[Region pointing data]
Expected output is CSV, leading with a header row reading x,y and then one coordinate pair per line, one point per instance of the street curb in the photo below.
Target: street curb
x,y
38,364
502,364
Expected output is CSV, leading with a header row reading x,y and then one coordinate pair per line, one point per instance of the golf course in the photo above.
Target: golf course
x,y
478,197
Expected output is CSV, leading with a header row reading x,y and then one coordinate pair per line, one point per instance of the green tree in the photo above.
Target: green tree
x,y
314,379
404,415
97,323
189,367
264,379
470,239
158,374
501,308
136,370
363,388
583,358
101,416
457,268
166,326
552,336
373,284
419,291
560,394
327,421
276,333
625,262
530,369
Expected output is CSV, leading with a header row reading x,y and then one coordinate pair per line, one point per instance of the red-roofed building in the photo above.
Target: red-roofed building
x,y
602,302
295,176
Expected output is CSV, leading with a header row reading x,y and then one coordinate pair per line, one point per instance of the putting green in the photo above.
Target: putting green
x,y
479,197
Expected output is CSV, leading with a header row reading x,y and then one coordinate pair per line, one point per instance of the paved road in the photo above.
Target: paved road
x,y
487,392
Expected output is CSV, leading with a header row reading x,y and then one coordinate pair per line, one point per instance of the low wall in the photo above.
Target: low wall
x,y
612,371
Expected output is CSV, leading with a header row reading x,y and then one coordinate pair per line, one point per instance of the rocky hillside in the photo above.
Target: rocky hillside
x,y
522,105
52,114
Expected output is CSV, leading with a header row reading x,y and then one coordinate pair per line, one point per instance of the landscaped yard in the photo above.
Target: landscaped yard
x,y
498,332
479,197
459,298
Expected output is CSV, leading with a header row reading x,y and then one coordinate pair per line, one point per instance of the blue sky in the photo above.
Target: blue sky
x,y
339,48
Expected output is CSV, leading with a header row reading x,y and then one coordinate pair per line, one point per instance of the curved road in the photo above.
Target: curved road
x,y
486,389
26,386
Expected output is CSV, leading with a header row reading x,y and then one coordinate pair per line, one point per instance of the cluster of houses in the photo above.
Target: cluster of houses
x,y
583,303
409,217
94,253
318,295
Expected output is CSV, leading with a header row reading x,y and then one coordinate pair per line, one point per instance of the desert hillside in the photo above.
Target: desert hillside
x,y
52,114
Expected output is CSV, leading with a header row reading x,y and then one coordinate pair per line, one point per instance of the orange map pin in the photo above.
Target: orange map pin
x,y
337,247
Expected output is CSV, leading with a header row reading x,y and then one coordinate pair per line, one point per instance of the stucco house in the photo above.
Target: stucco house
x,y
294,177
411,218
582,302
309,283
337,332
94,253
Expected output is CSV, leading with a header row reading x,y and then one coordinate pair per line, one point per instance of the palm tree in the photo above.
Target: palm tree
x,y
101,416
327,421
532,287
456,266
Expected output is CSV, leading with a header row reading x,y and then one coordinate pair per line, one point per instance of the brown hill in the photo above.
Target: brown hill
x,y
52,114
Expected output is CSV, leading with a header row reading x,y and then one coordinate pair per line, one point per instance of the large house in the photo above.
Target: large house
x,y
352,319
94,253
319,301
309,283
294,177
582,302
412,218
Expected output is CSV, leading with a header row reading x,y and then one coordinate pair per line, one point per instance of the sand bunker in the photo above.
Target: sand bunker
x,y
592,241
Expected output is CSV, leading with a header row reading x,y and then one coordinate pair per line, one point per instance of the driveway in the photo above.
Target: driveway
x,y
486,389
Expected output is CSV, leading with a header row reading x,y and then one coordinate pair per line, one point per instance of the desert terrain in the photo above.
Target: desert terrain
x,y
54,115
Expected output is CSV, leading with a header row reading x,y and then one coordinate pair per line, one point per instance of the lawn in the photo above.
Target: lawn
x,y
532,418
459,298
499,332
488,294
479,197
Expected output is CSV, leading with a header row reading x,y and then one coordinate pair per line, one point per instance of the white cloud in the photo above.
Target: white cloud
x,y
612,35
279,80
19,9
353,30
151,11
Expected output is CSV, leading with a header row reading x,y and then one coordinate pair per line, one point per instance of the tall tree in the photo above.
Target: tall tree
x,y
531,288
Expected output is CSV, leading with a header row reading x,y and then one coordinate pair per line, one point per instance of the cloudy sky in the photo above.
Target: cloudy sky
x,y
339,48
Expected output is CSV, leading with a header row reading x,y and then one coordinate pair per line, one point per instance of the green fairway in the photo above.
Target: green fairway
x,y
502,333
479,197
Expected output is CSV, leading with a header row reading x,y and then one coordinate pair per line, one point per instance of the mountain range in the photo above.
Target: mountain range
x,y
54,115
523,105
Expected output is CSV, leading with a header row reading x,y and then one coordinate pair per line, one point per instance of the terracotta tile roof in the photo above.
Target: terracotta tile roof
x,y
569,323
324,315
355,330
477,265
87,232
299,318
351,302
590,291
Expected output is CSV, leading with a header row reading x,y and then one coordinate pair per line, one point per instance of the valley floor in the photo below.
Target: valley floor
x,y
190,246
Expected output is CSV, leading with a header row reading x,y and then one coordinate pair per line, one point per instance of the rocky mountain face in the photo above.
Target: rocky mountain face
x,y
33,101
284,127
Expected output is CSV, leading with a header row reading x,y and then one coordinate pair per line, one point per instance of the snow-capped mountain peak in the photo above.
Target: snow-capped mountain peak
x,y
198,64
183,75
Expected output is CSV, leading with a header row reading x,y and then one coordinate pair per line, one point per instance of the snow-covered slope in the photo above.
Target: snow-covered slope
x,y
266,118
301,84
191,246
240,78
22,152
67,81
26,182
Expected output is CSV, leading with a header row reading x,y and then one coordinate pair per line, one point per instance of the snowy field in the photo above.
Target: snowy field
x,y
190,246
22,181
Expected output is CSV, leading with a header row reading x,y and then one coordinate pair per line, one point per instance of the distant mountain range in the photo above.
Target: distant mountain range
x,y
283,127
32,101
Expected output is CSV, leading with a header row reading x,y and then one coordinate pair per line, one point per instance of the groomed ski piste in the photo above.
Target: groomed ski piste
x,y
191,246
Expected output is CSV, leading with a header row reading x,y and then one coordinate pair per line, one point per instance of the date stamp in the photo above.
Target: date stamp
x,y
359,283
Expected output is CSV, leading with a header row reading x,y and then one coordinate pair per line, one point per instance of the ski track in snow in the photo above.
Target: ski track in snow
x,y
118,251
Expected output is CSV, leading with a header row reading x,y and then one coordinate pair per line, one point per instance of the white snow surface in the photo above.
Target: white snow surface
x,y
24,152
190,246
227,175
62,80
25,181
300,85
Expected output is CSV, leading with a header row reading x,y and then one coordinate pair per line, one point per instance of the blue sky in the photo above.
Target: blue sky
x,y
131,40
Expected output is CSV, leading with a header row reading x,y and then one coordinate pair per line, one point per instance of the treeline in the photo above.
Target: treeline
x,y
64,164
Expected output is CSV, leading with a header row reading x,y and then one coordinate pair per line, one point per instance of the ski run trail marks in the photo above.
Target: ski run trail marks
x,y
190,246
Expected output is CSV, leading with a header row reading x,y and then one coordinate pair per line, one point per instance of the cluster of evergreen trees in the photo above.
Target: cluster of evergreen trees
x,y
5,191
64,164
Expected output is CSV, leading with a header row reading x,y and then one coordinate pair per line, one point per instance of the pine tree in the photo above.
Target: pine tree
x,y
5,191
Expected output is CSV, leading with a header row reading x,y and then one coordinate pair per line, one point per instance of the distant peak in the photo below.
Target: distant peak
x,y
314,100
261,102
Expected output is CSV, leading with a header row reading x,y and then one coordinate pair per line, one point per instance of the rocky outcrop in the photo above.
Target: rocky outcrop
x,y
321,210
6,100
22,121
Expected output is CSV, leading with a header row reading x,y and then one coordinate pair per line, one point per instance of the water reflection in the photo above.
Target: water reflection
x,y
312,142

*Your objective*. Filter the records down to the lines containing the word "below", and copy those.

*Finished exercise*.
Expected output is CSV, leading with a header row reading x,y and then one coordinate pair per line, one point per instance of the street curb in the photo below.
Expected output is CSV, leading with a header row reading x,y and then one coordinate pair per line, one point per instance of the valley floor in the photo below.
Expected output is CSV, leading with a header row reading x,y and then one coordinate pair per line, one point per instance of the distant peak in the photo below.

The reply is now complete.